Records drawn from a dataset
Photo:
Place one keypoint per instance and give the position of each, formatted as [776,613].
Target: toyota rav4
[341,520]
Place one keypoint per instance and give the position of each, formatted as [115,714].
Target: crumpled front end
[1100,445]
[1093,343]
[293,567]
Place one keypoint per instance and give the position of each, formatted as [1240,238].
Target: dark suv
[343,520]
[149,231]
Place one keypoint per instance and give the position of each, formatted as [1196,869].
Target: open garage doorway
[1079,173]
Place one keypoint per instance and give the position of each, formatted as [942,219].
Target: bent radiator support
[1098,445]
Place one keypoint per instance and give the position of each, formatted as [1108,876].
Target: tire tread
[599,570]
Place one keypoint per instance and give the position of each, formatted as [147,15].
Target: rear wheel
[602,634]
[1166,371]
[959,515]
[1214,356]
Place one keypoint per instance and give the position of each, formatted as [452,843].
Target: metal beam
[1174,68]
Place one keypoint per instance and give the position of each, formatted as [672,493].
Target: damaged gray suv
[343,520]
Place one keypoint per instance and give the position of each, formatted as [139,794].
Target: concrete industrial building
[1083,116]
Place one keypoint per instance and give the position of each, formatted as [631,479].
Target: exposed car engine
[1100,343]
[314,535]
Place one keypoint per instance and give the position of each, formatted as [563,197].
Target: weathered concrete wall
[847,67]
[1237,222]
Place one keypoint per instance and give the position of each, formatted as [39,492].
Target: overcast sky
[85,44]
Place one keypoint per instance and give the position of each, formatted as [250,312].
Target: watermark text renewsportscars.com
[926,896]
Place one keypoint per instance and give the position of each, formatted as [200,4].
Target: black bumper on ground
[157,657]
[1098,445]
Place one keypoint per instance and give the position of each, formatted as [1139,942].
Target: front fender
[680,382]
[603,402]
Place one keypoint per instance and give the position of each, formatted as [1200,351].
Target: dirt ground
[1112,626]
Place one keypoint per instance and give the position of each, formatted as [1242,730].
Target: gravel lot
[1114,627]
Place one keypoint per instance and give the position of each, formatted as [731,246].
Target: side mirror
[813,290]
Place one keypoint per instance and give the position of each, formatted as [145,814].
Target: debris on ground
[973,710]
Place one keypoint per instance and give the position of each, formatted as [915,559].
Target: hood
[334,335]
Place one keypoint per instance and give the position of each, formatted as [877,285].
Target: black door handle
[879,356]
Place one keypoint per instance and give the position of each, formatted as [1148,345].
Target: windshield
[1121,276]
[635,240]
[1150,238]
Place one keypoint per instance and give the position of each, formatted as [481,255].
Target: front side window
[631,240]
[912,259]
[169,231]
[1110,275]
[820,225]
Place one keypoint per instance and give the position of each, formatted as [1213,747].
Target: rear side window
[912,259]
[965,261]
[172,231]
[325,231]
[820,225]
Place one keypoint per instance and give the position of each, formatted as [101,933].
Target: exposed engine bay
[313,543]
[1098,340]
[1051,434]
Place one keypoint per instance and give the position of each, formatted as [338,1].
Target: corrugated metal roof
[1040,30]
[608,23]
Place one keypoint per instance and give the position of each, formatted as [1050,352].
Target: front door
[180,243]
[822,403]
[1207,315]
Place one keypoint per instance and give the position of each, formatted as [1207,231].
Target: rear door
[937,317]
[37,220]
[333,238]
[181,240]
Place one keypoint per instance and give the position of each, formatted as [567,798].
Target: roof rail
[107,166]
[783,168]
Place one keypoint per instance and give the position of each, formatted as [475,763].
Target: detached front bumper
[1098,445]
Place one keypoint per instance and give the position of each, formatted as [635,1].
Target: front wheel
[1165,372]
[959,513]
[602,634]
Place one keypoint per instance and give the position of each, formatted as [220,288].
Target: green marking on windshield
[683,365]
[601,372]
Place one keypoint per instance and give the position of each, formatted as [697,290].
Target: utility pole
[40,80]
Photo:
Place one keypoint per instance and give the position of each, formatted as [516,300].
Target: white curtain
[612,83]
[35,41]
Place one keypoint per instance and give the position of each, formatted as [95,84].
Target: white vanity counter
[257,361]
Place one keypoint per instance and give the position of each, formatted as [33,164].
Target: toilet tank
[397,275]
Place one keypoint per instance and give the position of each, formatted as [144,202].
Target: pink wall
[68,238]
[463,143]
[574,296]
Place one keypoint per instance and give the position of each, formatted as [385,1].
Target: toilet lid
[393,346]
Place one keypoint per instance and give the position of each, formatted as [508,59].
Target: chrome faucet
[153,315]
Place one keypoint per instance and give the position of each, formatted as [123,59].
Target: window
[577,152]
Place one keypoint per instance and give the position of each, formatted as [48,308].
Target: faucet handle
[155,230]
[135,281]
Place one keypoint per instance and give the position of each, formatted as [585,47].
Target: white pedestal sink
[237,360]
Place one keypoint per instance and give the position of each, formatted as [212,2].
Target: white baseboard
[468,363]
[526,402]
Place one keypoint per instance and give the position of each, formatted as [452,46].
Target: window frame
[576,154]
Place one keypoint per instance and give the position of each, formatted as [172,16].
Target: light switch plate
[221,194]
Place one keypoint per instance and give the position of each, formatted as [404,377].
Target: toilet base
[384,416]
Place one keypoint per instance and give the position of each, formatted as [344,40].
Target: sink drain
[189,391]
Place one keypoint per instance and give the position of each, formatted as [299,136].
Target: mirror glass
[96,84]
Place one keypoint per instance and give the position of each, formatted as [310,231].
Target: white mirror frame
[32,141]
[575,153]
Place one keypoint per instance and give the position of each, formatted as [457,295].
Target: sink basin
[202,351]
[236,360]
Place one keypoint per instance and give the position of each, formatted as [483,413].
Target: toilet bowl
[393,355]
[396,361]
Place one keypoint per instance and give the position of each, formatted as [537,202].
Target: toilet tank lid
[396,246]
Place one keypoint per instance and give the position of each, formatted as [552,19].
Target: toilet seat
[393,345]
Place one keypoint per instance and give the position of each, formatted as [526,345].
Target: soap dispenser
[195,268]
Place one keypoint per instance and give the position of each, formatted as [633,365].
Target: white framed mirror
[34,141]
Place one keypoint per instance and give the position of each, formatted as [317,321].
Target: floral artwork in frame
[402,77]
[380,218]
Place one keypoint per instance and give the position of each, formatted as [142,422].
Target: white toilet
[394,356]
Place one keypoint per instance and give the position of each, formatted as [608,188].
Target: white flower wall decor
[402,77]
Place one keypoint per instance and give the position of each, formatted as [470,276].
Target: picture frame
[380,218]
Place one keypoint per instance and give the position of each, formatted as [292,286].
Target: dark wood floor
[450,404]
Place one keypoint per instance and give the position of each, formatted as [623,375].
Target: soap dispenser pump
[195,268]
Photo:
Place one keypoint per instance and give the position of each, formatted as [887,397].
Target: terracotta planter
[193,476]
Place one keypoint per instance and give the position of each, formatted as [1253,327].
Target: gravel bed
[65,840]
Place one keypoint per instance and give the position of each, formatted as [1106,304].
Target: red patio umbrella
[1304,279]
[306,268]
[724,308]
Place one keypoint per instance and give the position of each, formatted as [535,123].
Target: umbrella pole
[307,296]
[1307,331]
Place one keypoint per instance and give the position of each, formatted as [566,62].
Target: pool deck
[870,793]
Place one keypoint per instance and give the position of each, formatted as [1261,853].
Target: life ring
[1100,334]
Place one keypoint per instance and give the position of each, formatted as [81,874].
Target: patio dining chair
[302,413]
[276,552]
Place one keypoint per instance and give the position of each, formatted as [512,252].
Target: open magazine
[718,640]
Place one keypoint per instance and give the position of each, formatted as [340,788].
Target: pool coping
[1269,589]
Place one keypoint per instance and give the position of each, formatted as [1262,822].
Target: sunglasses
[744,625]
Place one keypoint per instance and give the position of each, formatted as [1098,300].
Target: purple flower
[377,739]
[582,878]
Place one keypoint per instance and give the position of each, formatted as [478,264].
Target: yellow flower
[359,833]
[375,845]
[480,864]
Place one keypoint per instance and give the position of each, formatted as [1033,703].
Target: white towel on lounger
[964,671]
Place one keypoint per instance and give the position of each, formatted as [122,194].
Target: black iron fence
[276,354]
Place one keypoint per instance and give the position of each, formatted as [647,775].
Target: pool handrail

_YOUR GOAL_:
Which lines run from the one holding "formatted as [200,4]." through the one holding "formatted as [1213,747]." in the records above? Repeat them exactly, both included, and nothing more.

_RESULT OF THE TASK_:
Place one keypoint per instance and give the position of each, formatted as [200,4].
Target: black bumper on ground
[157,657]
[1098,445]
Place one keypoint per instance and give the position of each, formatted as [1139,942].
Target: front fender
[680,382]
[603,402]
Place one keypoint per instance and give the position of each, formatted as [1200,351].
Target: dirt ground
[1112,626]
Place one keypoint per instance and give the position of each, formatted as [1242,730].
Target: gravel lot
[1114,627]
Place one keypoint per instance and give the position of each, formatted as [731,246].
Target: side mirror
[813,290]
Place one keypoint per instance and give the position of each, formatted as [145,814].
Target: debris on ground
[973,710]
Place one keypoint per instance and give the position of each, formatted as [915,559].
Target: hood
[334,335]
Place one keypoint per instance and give the position of each, formatted as [877,285].
Target: black door handle
[879,356]
Place one keypoint per instance and give the position of each, formatted as [1148,345].
Target: windshield
[1121,276]
[635,240]
[1150,238]
Place one keypoint per instance and give the position of each, formatted as [481,255].
Target: front side window
[631,240]
[912,259]
[169,231]
[1110,275]
[820,225]
Place one keypoint per instance and give the position of each, formatted as [1213,747].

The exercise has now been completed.